> _TREŚĆ ZADANIA_
Oceń, czy poniższe stwierdzenia zgadzają się z fragmentem o sprawie Stanisława Urbana. Przy każdym napisz „tak” lub „nie” i przytocz dosłownie słowa fragmentu, które to rozstrzygają.
1. Notatka, z której wynika, że wywiad wojskowy mógł zrezygnować z dalszego opracowywania figuranta, pochodzi ze stycznia 1986 roku.
2. Z zachowanej dokumentacji wiadomo, jak zakończył się proces pozyskiwania tożsamości i dokumentów dla nielegała.
3. Stanisław Urban miał nosić się z zamiarem ucieczki na zachód.

> _WYBRANY FRAGMENT_
Z zachowanej szczątkowej dokumentacji nie wiemy, jaki finał przybrał proces pozyskiwania dla nielegała tożsamości i dokumentów głównego figuranta. Z notatki datowanej na styczeń 1986 roku możemy się zorientować, że w wyniku zainteresowania się osobą Stanisława Urbana ze strony ppłk. Aleksandra Lichockiego z WSW (obecnie oskarżonego wraz z dziennikarzem Wojciechem Sumlińskim w procesie o powoływanie się na domniemane wpływy w Komisji Weryfikacyjnej WSI), wywiad wojskowy mógł zrezygnować z dalszego opracowywania figuranta, bowiem niedługo potem nakazano wyrejestrować Stanisława Urbana z ewidencji operacyjnej wywiadu oraz Biura „C SB. WSW rozpracowywało figuranta wywiadu wojskowego, bowiem Stanisław Urban manifestował wrogą postawę wobec ustroju socjalistycznego oraz miał nosić się z zamiarem ucieczki na zachód.

> _DOSTĘPNE DANE_

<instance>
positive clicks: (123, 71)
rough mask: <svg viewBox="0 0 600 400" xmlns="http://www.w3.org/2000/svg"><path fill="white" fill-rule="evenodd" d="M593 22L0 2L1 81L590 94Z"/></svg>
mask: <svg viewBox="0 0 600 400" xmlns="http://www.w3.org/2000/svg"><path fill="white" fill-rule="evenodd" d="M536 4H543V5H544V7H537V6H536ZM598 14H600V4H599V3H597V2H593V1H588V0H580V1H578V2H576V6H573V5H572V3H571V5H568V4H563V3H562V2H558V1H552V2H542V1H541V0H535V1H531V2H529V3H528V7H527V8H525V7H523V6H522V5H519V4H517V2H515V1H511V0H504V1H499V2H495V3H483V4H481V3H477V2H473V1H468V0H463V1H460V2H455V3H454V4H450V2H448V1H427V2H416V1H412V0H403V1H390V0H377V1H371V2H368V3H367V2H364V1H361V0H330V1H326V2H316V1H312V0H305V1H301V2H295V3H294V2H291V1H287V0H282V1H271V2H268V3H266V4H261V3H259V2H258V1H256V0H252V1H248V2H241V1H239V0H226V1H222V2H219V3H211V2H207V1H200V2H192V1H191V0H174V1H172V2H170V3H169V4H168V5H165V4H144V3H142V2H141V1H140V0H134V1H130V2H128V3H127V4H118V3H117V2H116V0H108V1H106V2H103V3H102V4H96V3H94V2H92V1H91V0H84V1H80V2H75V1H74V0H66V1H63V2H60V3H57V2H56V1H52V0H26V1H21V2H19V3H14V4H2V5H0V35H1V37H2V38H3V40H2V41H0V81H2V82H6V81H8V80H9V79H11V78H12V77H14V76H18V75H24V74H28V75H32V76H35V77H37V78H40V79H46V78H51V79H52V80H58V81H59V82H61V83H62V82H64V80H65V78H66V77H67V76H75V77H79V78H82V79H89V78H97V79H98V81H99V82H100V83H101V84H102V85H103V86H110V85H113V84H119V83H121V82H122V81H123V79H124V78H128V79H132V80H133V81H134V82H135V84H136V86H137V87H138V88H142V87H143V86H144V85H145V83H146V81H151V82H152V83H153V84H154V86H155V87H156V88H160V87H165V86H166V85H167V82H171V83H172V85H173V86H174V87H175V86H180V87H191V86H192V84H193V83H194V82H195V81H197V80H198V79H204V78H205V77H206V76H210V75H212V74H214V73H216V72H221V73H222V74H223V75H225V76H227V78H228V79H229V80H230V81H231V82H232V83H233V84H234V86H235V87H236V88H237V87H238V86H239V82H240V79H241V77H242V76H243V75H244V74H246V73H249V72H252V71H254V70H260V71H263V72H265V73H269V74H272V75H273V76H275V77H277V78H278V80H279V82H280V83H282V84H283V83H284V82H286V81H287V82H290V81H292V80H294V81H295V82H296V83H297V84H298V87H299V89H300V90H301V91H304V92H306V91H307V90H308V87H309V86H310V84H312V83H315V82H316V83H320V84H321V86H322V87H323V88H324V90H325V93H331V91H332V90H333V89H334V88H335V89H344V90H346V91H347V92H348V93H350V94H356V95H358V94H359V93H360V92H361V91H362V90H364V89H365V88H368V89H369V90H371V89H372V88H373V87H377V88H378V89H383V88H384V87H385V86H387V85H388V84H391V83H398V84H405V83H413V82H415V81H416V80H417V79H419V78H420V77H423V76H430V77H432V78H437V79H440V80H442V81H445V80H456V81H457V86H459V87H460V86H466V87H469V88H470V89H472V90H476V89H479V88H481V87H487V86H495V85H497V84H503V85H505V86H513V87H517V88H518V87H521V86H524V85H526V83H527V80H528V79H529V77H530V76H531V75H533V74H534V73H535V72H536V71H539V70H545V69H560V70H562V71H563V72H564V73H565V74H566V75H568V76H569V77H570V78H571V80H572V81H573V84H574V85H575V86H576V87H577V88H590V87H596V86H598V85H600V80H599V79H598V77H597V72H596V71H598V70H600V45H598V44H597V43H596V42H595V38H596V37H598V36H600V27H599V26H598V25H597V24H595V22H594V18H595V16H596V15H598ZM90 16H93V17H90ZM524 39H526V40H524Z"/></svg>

> _ROZWIĄZANIE ZADANIA_
1. Tak: „Z notatki datowanej na styczeń 1986 roku możemy się zorientować”.
2. Nie: „nie wiemy, jaki finał przybrał proces pozyskiwania dla nielegała tożsamości i dokumentów głównego figuranta”.
3. Tak: „miał nosić się z zamiarem ucieczki na zachód”.